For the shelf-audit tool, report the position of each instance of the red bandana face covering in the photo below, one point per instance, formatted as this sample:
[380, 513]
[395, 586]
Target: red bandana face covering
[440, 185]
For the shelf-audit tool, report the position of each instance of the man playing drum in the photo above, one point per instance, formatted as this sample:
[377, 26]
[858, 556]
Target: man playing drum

------------------------

## EXERCISE DETAILS
In the listing above, find the line containing "Target: red bandana face covering", then reproduce it and each line after it through the end, exactly and with nothing added.

## YOUR SOLUTION
Target: red bandana face covering
[440, 185]
For the shelf-audit tool, report the position of each instance of the man playing drum in the photo above, one point per instance, formatted as this sample:
[377, 26]
[858, 556]
Target: man playing drum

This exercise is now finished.